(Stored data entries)
__________
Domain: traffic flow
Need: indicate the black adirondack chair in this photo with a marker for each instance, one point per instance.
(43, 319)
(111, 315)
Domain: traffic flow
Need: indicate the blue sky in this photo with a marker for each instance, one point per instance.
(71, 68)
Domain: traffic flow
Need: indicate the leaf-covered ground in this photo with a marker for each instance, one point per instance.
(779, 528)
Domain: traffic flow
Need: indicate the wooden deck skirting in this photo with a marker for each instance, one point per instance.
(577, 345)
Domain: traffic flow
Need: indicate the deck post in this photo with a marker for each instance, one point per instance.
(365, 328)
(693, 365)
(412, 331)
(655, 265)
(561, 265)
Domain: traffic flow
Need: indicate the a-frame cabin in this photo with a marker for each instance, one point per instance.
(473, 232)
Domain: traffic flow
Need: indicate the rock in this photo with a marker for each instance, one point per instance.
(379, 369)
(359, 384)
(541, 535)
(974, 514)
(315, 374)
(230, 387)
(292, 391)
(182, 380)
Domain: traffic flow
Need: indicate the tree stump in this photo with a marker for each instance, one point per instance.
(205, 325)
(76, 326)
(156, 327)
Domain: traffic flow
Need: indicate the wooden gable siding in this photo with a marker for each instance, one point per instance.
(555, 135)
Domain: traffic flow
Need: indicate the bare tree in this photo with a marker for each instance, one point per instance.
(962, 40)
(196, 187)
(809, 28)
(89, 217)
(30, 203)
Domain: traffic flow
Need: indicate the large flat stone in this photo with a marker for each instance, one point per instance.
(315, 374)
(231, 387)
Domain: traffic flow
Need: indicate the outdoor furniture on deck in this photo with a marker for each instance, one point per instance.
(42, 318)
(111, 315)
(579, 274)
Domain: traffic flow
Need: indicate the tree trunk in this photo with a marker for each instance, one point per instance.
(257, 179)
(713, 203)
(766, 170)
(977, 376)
__________
What the task requires>
The data above should be reproduced in full and exactly.

Answer area>
Domain: traffic flow
Need: indicate the black adirondack chair in this photo with a marker for each instance, one point per instance.
(43, 319)
(111, 315)
Domain: traffic flow
Need: indicate the blue sky in this photo with a marker for each instance, one point per instance.
(71, 68)
Domain: traffic flow
Need: indicate the leaf-covered ground in this photo with a marker for each instance, one point per instance.
(779, 528)
Domain: traffic flow
Need: indicate the wooden deck skirting in this photo with a marker for each instance, one point per instance.
(577, 345)
Domain: traffic flow
Need: indicate the deck post in this photo with a marker for each instance, one point per instance.
(365, 328)
(693, 365)
(412, 331)
(655, 265)
(561, 265)
Domain: traffic flow
Need: indicate the a-frame cabin in this photo with a marker for each instance, one point per instance.
(473, 232)
Domain: traffic flow
Need: indicate the rock in this photo with a marker for each instance, one point per instance.
(379, 369)
(359, 384)
(541, 535)
(974, 514)
(315, 374)
(230, 387)
(292, 391)
(182, 380)
Domain: traffic flow
Need: indicate the tree stump in this photo with a marker for each instance, one point per instance.
(205, 325)
(76, 326)
(156, 327)
Domain: traffic flow
Need: indicate the wooden gable siding in this photo with a marker for each instance, one point per instance.
(555, 135)
Domain: traffic flow
Need: indicate the bare tree in this photo with a marker for each instance, one point per instance.
(962, 40)
(196, 187)
(809, 28)
(89, 217)
(30, 203)
Domain: traffic flow
Need: indicate the large flat stone in this photo with a marker for each instance, one point per instance.
(315, 374)
(231, 387)
Domain: traffic flow
Need: indicate the outdoor furniture on deck in this photo with a marker for each instance, one point per instance.
(42, 318)
(111, 315)
(579, 274)
Domain: traffic flow
Need: indicate the tree trunk in this photo with a marker for each instance, one point per instance.
(257, 179)
(713, 203)
(766, 170)
(977, 376)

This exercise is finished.